[Data listing]
────────────────────
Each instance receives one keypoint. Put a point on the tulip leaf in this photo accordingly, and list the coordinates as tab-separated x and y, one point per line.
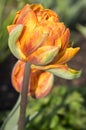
12	42
65	73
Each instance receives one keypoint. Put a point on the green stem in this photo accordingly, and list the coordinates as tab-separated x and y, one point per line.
24	94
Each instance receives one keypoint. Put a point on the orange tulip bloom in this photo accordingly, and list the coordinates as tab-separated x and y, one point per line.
37	36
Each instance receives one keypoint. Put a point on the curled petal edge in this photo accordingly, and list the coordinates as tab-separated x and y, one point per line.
65	73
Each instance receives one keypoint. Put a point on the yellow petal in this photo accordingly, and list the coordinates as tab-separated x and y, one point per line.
67	55
65	72
29	42
43	55
40	83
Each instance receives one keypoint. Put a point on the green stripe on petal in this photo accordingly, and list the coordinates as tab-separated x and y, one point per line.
65	72
12	42
44	55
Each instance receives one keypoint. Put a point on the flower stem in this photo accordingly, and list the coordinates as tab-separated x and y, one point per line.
24	94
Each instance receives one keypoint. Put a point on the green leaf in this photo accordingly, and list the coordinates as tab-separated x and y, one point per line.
11	121
65	73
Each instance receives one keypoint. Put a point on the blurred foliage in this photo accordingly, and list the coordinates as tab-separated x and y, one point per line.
70	12
81	29
63	109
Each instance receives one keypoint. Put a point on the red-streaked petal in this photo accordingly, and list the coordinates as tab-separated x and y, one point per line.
41	83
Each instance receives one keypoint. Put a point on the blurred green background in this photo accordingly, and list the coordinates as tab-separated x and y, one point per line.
65	107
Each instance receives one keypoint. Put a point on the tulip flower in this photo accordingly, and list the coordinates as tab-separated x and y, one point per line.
38	37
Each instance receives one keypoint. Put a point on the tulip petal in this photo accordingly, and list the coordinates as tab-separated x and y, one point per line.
12	42
65	39
67	55
40	83
43	55
17	75
36	7
29	42
65	72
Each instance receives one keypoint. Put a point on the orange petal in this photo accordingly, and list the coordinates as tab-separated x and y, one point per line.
43	55
11	27
29	42
65	72
26	17
21	14
36	7
40	83
67	55
65	39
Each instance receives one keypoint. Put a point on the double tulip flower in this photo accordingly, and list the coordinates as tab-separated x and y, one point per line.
36	36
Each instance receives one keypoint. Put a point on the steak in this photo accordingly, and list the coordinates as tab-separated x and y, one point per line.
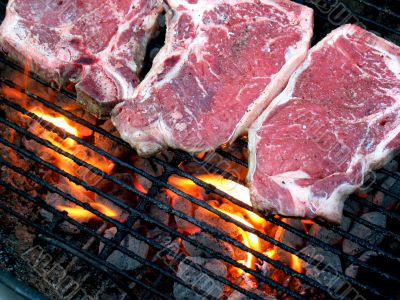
338	119
99	45
222	63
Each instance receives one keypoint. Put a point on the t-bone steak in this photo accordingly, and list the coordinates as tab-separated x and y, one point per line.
222	64
338	119
99	45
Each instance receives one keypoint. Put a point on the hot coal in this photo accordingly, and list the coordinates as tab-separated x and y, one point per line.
371	236
211	243
208	285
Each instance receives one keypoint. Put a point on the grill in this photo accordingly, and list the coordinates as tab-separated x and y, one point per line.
156	277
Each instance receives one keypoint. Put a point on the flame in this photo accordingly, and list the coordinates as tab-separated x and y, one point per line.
60	122
68	165
81	215
249	239
296	263
227	186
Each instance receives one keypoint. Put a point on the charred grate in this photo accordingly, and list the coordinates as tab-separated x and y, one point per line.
50	233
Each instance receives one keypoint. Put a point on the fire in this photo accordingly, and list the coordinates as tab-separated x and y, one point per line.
59	122
249	239
227	186
72	147
82	215
237	213
296	263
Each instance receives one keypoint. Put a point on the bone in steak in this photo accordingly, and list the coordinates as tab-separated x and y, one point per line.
223	62
337	119
100	45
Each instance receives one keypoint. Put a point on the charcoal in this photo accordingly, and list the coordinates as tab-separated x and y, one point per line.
236	295
385	200
212	219
210	242
159	214
333	281
119	259
352	270
391	166
371	236
108	145
328	236
185	206
210	287
150	168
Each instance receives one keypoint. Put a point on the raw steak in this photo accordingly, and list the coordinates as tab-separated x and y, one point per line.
100	45
337	119
223	62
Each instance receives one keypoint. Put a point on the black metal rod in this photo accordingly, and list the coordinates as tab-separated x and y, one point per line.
271	240
129	253
88	257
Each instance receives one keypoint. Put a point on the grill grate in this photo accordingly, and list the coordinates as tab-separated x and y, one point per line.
────────────────────
WRITTEN INSTRUCTION: Could you output all of the data above as a numbered list, with blank lines left out and the pictures omitted?

COMPLETED EXERCISE:
1. Each instance receives one keypoint. Put a point on the tulip leaf in this photo accordingly, and list the coordinates as tab-separated x and y, one point per line.
2. 12	42
3. 65	73
4. Each instance receives one keypoint. Put a point on the green stem in this photo accordingly, and list the coordinates as tab-separated x and y, one point per line.
5. 24	94
6. Each instance receives one keypoint. Put a point on the orange tulip bloom in this photo accordingly, and list the coordinates as tab-separated x and y, one point per line.
7. 37	36
8. Each instance receives one keypoint. Put a point on the curled petal edge in this photo accordingly, and list the coordinates as tab-separated x and y, one point per line.
9. 65	73
10. Each instance receives one keypoint. Put a point on the yellow petal in this photo accordingly, and list the coordinates as tab-separated x and y, one point per line.
11. 67	55
12. 65	72
13. 29	42
14. 43	55
15. 40	83
16. Each instance receives one keypoint. Put a point on the green stripe on petal in this photo accordingly, and list the coordinates as tab-separated x and y, one point per line.
17. 65	72
18. 12	42
19. 44	55
20. Each instance receives one keypoint. Put a point on the flower stem in this photo accordingly, and list the coordinates as tab-separated x and y, one point per line.
21. 24	94
22. Each instance receives one keypoint. Put a point on the green leaf in this photo accordingly, and list the coordinates as tab-separated x and y, one point per line.
23. 11	121
24. 65	73
25. Each instance receives one keypoint. Put a point on the blurred foliage in this photo accordingly, and list the coordinates as tab-separated x and y, one point per line.
26. 70	12
27. 81	29
28. 63	109
29. Each instance receives one keypoint. Put a point on the red-streaked petal in this photo accordingly, and list the coordinates as tab-separated x and y, one point per line.
30. 41	83
31. Each instance receives one keypoint. Put a point on the blurred green background in this photo accordingly, and list the coordinates as tab-separated x and y, one point per line.
32. 65	107
33. Each instance receives one keypoint. Put a point on the tulip flower in this photo accordingly, and list the coordinates as tab-separated x and y, one point per line.
34. 38	37
35. Each instance receives one keypoint. Put a point on the tulip petal in this photo accordingly, and list the coordinates as tab-separated x and y, one point per line.
36. 12	42
37. 65	39
38. 67	55
39. 40	83
40. 43	55
41. 17	75
42. 36	7
43. 29	42
44. 65	72
45. Each instance receives one keypoint. Put a point on the orange petal in this photo accordingly, and list the coordinates as tab-separated x and y, one point per line.
46. 43	55
47. 11	27
48. 29	42
49. 65	72
50. 26	17
51. 21	14
52. 36	7
53. 40	83
54. 67	55
55. 65	39
56. Each instance receives one keypoint. Put a point on the double tulip flower in this photo accordingly, and list the coordinates as tab-separated x and y, one point per line.
57. 36	36
58. Each instance receives one keypoint. Put a point on the steak in this photo accordingly, and list the coordinates as tab-separated x and y, one point per line.
59. 338	119
60. 99	45
61. 222	63
62. Each instance receives one keypoint. Put a point on the t-bone steak in this photo accordingly, and list the coordinates as tab-separated x and y, one point per line.
63. 222	64
64. 338	119
65. 99	45
66. Each instance receives one keypoint. Put a point on the hot coal in this photo accordingly, and list the coordinates as tab-separated x and y, one point per line.
67. 371	236
68. 211	243
69. 208	285
70. Each instance receives one keypoint. Put a point on the grill in this photo accordingly, and list the coordinates as tab-separated x and y, one point per line.
71. 156	277
72. Each instance receives one keypoint. Put a point on the flame in this photo accordingly, and list the coordinates as tab-separated x and y, one point per line.
73. 60	122
74. 68	165
75. 81	215
76. 249	239
77. 296	263
78. 227	186
79. Each instance receives one keypoint. Put a point on the charred grate in this photo accordingly, and list the coordinates as tab-separated x and y, one point per line.
80. 50	233
81. Each instance receives one keypoint. Put a point on the fire in this photo accordingly, and list the coordinates as tab-separated x and y, one point per line.
82. 59	122
83. 249	239
84. 227	186
85. 72	147
86. 82	215
87. 237	213
88. 296	263
89. Each instance receives one keypoint. Put a point on the bone in steak in this photo accordingly, and list the coordinates as tab-separated x and y, one point per line.
90. 223	62
91. 337	119
92. 100	45
93. Each instance receives one keypoint. Put a point on the charcoal in this photo accordingly, and list the coordinates as tab-separated x and y, one point per line.
94. 236	295
95. 385	200
96. 212	219
97. 210	242
98. 159	214
99. 333	281
100. 119	259
101. 352	270
102. 391	166
103. 371	236
104. 108	145
105. 328	236
106. 185	206
107. 210	287
108. 150	168
109. Each instance receives one keypoint. Put a point on the raw steak in this photo accordingly, and list the coordinates as tab-separated x and y, one point per line.
110. 100	45
111. 337	119
112. 223	62
113. Each instance receives one keypoint. Put a point on the black metal rod in this photo accordingly, and list the coordinates as tab-separated x and y, one point per line.
114. 271	240
115. 129	253
116. 88	257
117. Each instance receives one keypoint. Put a point on the grill grate in this photo accordingly, and list the coordinates as tab-separated x and y, one point per line.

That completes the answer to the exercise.